-- Begin DOCUMENT EXTRACT --
DisplayMate Technologies specializes in advanced
mathematical display optimizations and precision quantitative and analytical
scientific display factory calibrations to deliver outstanding image and
picture quality and accuracy while increasing the effective visual Contrast
Ratio of the panel and producing a higher calibrated brightness than is
achievable with traditional calibration methods. We can also make lower cost
displays look almost as good as more expensive higher performance panels. These
articles are a brief introductory critical analysis. Our optimizations correct
these deficiencies and much more. If you are a display or product manufacturer
and want to turn a standard panel into a spectacular one Contact DisplayMate Technologies
to learn more.
Suggestions for Google:
1.
Eliminate the primitive 16-bit display interface and fix the Browser,
Gallery and other applications.
2.
The White Point is too blue, lower it to D6500, which will improve color
accuracy, slow the aging of the Blue OLED, reduce power consumption, and
improve battery run time.
3.
Improve the factory display calibration to correct the large color and
gray-scale tracking errors and the irregular and non-standard display contrast
and Gamma.
4.
The color saturation of the display is way too high. You can trade this
excess color saturation to boost the screen brightness by adjusting the
software color calibration matrices. This will also improve the color accuracy
of the display.
5.
Take full advantage of the OLED display: the ambient light sensor now
just controls the screen brightness. You should also use it to control the
gamma, color gamut, color saturation, and edge enhancement so that in low
ambient light the display delivers beautiful and accurate image and picture
quality, but as the ambient light increases slowly turn up these parameters to
counter-balance the washed out appearance of the images in bright ambient
light. Also add a display Vivid or Pizzazz control because some people prefer
punchy images and pictures, while other people do not.
Suggestions
for Apple:
While the displays for the iPhone and iPod Touch were
nice in 2007 when they were first introduced, they now lag significantly in
terms of what is possible and practical in a mobile display. The iPhone needs a
major display makeover! While OLED will almost certainly overtake LCD, Plasma
and most other display technologies in the near future, it is not yet the best
performing technology for mobile displays. So if you are able to resist the
current pressure for OLEDs, please stick with a nice high-performance,
high-resolution, high-contrast, low screen reflectance, 24-bit color depth,
standard color gamut LCD for the next generation iPhone.
-- End DOCUMENT EXTRACT --
▶ LIST OF TASKS
a – Reproduce verbatim the portion of the display-optimization article that opens with the words containing "The color saturation" and closes with "of the display.".
b – Carry the display-optimization article forward past its final sentence, in the same style.
-- Begin STORED DATA --
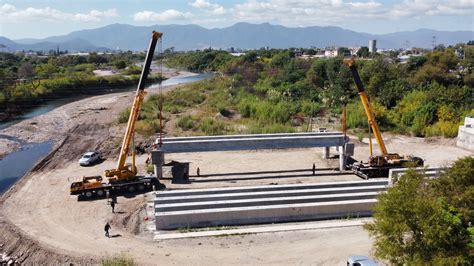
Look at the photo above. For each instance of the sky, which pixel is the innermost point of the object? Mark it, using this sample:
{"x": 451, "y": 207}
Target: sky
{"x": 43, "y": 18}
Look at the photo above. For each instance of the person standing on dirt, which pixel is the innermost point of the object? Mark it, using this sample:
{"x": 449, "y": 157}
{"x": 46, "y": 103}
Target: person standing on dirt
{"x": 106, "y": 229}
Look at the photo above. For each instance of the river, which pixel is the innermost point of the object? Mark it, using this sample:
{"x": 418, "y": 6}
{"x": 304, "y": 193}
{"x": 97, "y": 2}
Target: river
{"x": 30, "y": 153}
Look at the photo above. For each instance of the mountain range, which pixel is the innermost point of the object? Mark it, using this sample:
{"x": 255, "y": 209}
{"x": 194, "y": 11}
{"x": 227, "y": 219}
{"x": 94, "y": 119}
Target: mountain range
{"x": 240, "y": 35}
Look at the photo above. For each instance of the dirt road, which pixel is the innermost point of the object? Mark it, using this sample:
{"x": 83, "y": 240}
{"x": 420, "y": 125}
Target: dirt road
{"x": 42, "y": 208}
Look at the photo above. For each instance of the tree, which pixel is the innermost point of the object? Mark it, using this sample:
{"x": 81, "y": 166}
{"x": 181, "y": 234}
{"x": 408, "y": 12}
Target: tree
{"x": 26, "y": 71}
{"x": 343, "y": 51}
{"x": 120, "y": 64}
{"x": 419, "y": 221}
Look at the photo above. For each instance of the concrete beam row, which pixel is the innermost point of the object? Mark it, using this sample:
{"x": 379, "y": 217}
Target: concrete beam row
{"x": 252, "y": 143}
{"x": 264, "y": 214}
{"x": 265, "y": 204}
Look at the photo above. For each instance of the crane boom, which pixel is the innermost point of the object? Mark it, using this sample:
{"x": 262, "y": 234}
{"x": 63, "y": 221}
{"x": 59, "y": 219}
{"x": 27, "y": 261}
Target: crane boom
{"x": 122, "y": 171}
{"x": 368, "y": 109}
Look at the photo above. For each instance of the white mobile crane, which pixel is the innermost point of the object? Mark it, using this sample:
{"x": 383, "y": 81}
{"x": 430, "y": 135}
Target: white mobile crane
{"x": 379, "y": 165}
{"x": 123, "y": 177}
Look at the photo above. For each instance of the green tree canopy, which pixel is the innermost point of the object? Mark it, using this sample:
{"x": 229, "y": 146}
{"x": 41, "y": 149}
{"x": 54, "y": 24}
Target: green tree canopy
-- End STORED DATA --
-- Begin STORED DATA --
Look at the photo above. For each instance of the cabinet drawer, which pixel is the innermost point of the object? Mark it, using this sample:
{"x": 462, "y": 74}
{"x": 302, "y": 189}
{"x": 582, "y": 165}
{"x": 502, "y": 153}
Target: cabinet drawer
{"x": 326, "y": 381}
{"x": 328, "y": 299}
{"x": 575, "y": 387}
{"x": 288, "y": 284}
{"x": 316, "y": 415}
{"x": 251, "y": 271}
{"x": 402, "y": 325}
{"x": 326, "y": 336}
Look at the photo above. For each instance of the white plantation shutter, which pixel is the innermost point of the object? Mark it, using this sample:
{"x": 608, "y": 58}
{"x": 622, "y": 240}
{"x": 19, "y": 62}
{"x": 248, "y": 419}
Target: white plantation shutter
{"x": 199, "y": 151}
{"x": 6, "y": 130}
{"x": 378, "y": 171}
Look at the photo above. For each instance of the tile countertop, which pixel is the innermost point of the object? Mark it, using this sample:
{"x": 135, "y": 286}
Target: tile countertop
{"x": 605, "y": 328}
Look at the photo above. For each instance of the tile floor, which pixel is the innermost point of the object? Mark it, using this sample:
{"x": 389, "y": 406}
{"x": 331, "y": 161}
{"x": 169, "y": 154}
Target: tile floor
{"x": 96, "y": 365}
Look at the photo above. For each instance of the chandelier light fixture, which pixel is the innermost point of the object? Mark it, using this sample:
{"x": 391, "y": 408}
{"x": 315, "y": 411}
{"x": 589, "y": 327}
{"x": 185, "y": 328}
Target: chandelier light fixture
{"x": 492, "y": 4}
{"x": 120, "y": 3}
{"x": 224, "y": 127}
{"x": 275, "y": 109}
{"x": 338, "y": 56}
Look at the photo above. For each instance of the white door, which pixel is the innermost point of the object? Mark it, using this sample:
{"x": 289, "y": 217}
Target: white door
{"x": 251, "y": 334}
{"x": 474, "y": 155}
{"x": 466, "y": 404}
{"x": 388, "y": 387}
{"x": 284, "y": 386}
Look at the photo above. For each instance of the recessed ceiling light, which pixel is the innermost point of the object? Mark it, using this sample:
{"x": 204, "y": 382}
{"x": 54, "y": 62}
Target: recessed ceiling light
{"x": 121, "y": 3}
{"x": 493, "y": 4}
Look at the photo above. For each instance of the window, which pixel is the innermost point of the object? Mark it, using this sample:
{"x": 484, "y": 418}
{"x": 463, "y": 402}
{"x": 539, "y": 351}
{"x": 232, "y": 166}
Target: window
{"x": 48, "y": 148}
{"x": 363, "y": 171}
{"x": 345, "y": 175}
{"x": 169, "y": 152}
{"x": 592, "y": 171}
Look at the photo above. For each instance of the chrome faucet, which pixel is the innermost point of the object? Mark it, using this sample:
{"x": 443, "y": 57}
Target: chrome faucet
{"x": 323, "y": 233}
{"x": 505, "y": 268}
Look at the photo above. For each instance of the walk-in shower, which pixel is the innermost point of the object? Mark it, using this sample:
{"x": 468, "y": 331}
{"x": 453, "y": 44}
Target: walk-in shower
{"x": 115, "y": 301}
-- End STORED DATA --
▶ PER-TASK ANSWERS
a –
The color saturation of the display is way too high. You can trade this
excess color saturation to boost the screen brightness by adjusting the
software color calibration matrices. This will also improve the color accuracy
of the display.

b –
Nexus One Conclusion: The Nexus One Display
Looks Like a Prototype
The Nexus One OLED display has many spectacular
qualities, but it is also loaded with lots of rough edges, hasty unfinished
beta display drivers and Android software including principal applications like
the Browser and Gallery, poorly implemented image processing, poor system
integration together with sub-standard factory display calibration. It really
looks and behaves like a prototype for a very nice future display, not a
finished production display for a world class mobile device that Google markets
it to be. It will be interesting to see the degree to which existing units will
be corrected and improved with software updates.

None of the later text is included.